== Records supplied ==
>>
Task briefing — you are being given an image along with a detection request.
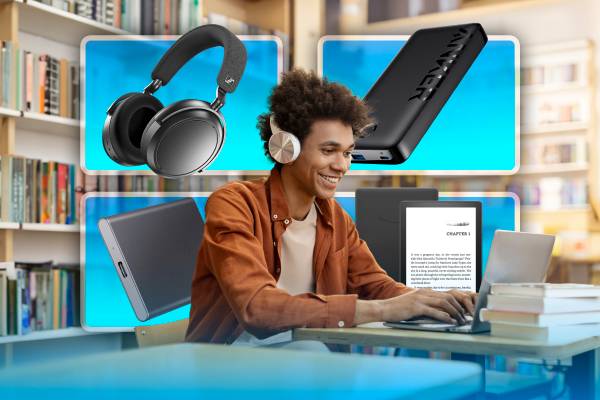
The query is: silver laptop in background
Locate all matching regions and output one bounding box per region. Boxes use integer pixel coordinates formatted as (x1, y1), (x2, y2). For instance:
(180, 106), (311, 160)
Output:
(384, 230), (554, 333)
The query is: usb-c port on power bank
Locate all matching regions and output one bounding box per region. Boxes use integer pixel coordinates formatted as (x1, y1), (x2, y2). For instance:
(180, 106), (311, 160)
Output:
(117, 261), (127, 278)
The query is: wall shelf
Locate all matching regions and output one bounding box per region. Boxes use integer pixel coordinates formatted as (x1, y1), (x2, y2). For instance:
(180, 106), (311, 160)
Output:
(521, 122), (589, 135)
(17, 111), (79, 138)
(0, 222), (79, 233)
(519, 163), (589, 175)
(0, 327), (109, 345)
(0, 107), (80, 138)
(521, 82), (589, 95)
(12, 0), (129, 47)
(521, 204), (591, 214)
<<
== Short exercise ==
Return every one of the records above verbatim, leaving out the pictures.

== Final result ==
Task briefing — you are being given an image along with a detection request.
The query is: silver laptop in background
Locate all matching regions and output one bounding box per region. Boxes use integer pixel coordinates formatted as (x1, y1), (x2, y2). For instance:
(180, 106), (311, 160)
Output:
(384, 230), (554, 333)
The query is: usb-c port on power bank
Locate all matching regions and output one bounding box per region. Boxes use integer pixel coordinates formatted as (x1, y1), (x2, y2). For instance:
(180, 106), (311, 160)
Output:
(117, 261), (127, 278)
The query is: wall shelf
Locate all matching regions and output one bounding box per region. Boxes use integer pixel coordinates formatted as (x1, y1), (x2, y2). For instance:
(180, 106), (311, 160)
Output:
(521, 122), (589, 135)
(17, 111), (79, 138)
(0, 222), (79, 233)
(519, 163), (589, 175)
(0, 327), (109, 345)
(0, 107), (80, 138)
(521, 82), (589, 95)
(12, 0), (129, 47)
(521, 204), (591, 214)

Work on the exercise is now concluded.